** Start Supplied data **
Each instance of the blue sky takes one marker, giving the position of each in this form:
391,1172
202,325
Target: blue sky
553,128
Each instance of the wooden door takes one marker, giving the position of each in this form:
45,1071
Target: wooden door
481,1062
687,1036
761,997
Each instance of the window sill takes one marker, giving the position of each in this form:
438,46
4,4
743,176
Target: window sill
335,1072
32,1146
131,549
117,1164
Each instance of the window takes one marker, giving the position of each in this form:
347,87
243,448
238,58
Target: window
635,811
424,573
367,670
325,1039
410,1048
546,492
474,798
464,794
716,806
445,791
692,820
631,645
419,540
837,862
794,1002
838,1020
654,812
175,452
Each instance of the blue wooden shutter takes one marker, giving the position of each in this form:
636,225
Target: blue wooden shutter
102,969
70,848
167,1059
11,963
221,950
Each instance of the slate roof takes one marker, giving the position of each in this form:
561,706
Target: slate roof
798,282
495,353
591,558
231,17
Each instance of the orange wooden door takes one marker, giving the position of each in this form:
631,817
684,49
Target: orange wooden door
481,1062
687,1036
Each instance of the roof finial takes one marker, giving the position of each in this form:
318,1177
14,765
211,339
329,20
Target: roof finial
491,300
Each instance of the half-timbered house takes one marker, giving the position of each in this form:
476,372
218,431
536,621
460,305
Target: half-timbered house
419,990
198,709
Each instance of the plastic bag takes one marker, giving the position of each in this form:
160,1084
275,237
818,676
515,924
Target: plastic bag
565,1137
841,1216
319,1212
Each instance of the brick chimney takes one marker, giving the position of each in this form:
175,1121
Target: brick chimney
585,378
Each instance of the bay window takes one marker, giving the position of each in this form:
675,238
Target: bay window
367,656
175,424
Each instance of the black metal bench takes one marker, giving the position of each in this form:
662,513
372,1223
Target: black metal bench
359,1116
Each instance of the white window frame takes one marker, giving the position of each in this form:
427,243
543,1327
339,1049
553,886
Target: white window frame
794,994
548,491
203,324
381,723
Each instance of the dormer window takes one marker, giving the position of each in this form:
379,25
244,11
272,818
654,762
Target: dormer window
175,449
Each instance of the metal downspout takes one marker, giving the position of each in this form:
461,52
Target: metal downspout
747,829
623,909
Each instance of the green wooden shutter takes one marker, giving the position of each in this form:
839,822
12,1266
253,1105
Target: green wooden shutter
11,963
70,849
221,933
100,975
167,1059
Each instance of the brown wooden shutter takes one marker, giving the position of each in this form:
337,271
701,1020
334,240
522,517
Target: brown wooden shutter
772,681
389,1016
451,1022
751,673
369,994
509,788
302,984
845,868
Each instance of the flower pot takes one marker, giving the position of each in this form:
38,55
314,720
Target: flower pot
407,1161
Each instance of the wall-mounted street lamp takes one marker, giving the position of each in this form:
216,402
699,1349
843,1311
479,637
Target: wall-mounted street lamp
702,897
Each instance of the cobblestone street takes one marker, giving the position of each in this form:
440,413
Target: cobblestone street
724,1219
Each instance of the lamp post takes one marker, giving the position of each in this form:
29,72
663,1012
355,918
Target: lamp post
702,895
** End Supplied data **
Written problem:
Retype the data in full and match it exactly.

Solution to this exercise:
Each instance of the blue sky takes one marker, giving the position of each in this form:
391,1172
202,325
Target: blue sky
553,128
Each instance of the wooden door takes one marker, giving the position of each in this form:
45,1071
Target: wooden door
481,1062
687,1036
761,997
Each instance of the window sill takes one marker, giving the position of each in this form:
438,46
4,4
743,176
Target: window sill
335,1072
32,1146
131,549
117,1164
Each instance of the window takes one marker, giving the position of each in this form:
347,87
243,448
238,58
Target: window
635,811
424,573
367,670
325,1039
410,1048
546,492
474,798
464,794
716,806
445,791
692,820
631,645
419,540
837,862
794,1002
838,1020
654,812
175,452
Each instance of the blue wooden shutter takes one marker, giving the position of each in this form:
636,225
Target: blue wooden shutter
102,969
70,848
167,1059
11,963
221,950
Each instance of the slate roof takes one marker, giving the position of each in this form:
561,706
Target: slate roof
798,282
495,353
591,558
231,17
Each instance of the orange wooden door takes one marker, giving the position of each in this form:
631,817
684,49
Target: orange wooden door
481,1062
687,1036
Each instance of the roof finial takes one marker, giving the position of each in this form:
318,1177
14,765
211,339
329,20
Target: roof finial
491,300
Each instance of the half-timbered house takes one marker, giving the position of each in this form:
476,372
218,431
536,621
460,305
Target: half-timbered house
419,990
198,709
Each instance of the plastic bag takes one marker, giving the position of each in this form:
160,1084
275,237
818,676
515,924
Target: plastic bag
565,1137
841,1216
319,1212
Each instance of the brick chimney takes one marker, giving the position of each in this form:
175,1121
Target: brick chimney
585,378
Each instance of the bay window takes one marker, giving the position of each in this form:
675,238
Target: bay window
367,656
175,424
Each instance of the black metal bench takes one marker, giving the position of each in this form:
662,513
372,1223
Target: black metal bench
359,1116
Each instance of the white window frame takes one marker, giving the position of each in this form:
427,243
543,1327
339,1049
553,886
Target: white window frame
794,994
548,491
203,324
381,723
Each instance of the dormer window takes one marker, giving the position of each in this form:
379,25
244,11
272,818
654,762
Target: dormer window
175,449
Each instance of the metal downspout takes one marker, giving the position of each in this form:
461,52
Target: metal downspout
747,829
623,909
Each instance of the green wooden shutter takes one marker, giving the position of each in this form:
839,822
12,1266
253,1105
Target: green wooden shutter
11,963
70,849
221,933
100,975
167,1059
Each instance of the brown wooden shutter takes one marker, giving the position of each in this form:
337,271
701,1020
334,240
522,517
Target: brown wooden shutter
772,681
389,1016
451,1022
751,673
369,994
509,788
302,984
845,868
Each instance of the flower pot takes one marker, giving the position of each in this form:
38,55
314,720
Target: flower pot
407,1161
Each instance of the wall-mounted street lamp takes one marker, giving the position of each in this form:
216,402
699,1349
843,1311
479,637
Target: wall-mounted street lamp
702,897
Each instance of the cobblestone street takes one marker, giving the position of each in this form:
440,413
Target: cobblestone street
724,1219
Each instance of the lamp post takes one marker, giving the position of each in this form:
29,72
663,1012
355,918
Target: lamp post
702,895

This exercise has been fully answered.